◆ Conjunto de tarefas:
(A) Responda, com base no relato sobre o pânico:
(i) A que horas a personagem da cena entre aspas planeja sair de casa?
(ii) Qual é o título da peça mencionada?
(iii) Em que momento foi tomada a decisão de escrever sobre o pânico?
(B) Retome o relato sobre o pânico logo após a última frase apresentada e dê continuidade a ele.

◆ Texto selecionado:
####################

“Percebi que alguma coisa estava muito errada quando levei 15 minutos imaginando como atravessar dois quarteirões da minha casa até a padaria. Na minha cabeça, era um esquema de FBI: saio às 3 da tarde, porque a possibilidade de encontrar alguém na rua é menor. Passo pela banca de jornal, dou um aceno com a cabeça pra moça da banca e tenho a certeza de que ela pensa: ‘Essa mulher não tá bem.’ Não tô mesmo, moça…”
Essa é uma das cenas da minha peça “Na medida do impossível”.
Em uma noite durante a pandemia, resolvi escrever sobre o que me atravessava há tempos: pânico. Um golpe sorrateiro no rosto, no seu corpo, quando você menos espera, como se você tivesse um jarro de ansiedade que transborda dentro do peito, encharca seu corpo de suor e a paralisa.

####################

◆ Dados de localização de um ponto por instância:
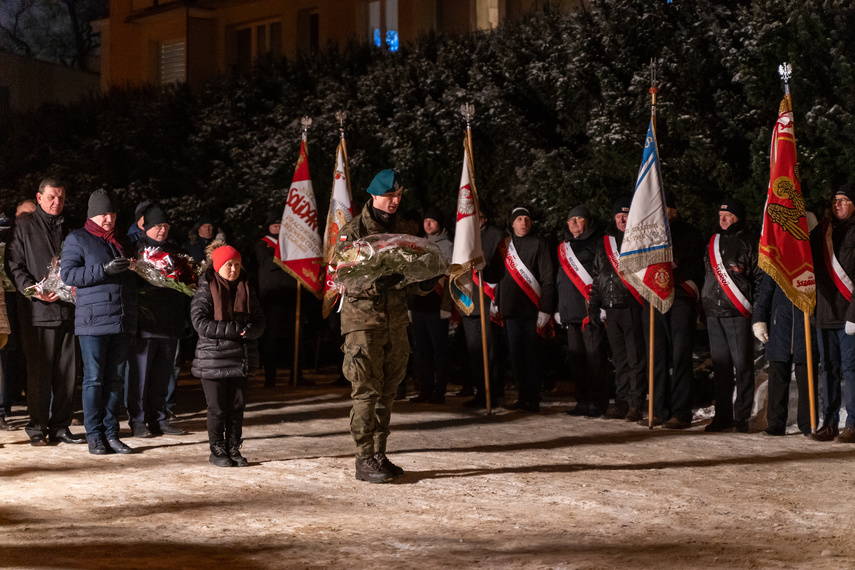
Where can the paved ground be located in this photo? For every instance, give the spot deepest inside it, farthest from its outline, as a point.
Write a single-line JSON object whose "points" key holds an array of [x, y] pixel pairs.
{"points": [[510, 490]]}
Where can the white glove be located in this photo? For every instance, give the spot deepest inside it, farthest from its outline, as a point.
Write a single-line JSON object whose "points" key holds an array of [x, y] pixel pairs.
{"points": [[761, 331]]}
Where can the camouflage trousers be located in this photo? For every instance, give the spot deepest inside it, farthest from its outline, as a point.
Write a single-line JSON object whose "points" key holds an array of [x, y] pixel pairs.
{"points": [[375, 362]]}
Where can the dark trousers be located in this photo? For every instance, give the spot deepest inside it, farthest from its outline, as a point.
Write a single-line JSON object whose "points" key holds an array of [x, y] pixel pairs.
{"points": [[626, 339], [51, 370], [779, 396], [732, 349], [588, 364], [150, 367], [226, 400], [430, 339], [103, 382], [475, 349], [526, 353], [672, 369], [837, 353]]}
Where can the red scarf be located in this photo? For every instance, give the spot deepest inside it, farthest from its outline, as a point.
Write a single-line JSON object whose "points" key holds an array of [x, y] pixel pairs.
{"points": [[109, 236], [225, 306]]}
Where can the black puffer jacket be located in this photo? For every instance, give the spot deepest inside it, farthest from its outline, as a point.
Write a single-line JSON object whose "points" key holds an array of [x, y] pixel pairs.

####################

◆ Respostas do exercício:
(A)
(i) Às 3 da tarde.
(ii) "Na medida do impossível".
(iii) Em uma noite durante a pandemia.

(B)
Comecei a ter pânico, minha vida mudou: os pequenos obstáculos pareciam intransponíveis. Procurei ajuda médica, fui medicada e faço terapia toda semana. Em fevereiro de 2020, eu estava pronta para voltar às minhas atividades, mas veio a pandemia. Que timing! Bem agora? E se eu tivesse que explicar tudo que estava acontecendo para um amigo que morreu em 1996? E foi isso que eu fiz: escrevi uma peça para um amigo morto.
Depois de 26 anos, o mundo é outro, nós somos outros e, muitas vezes, não nos damos conta e queremos responder às nossas expectativas sobre nós mesmos.
A personagem é uma mulher que vive sua própria pandemia, não sai de casa há anos por causa de uma síndrome do pânico, vive em sua prisão e, na solidão das noites insones, tenta entender como chegou até ali.
Os filhos adultos, a Síndrome do Ninho Vazio, a perplexidade diante do tempo, um espelho do que cada um de nós passou nos últimos tempos. Como voltar a viver? Como interagir com seres humanos? O medo, o céu sobre as cabeças, o pânico, as mudanças operadas em nós durante o tempo em que vivemos isolados. Quais são os limites que nós mesmos nos impomos, mesmo sem querer?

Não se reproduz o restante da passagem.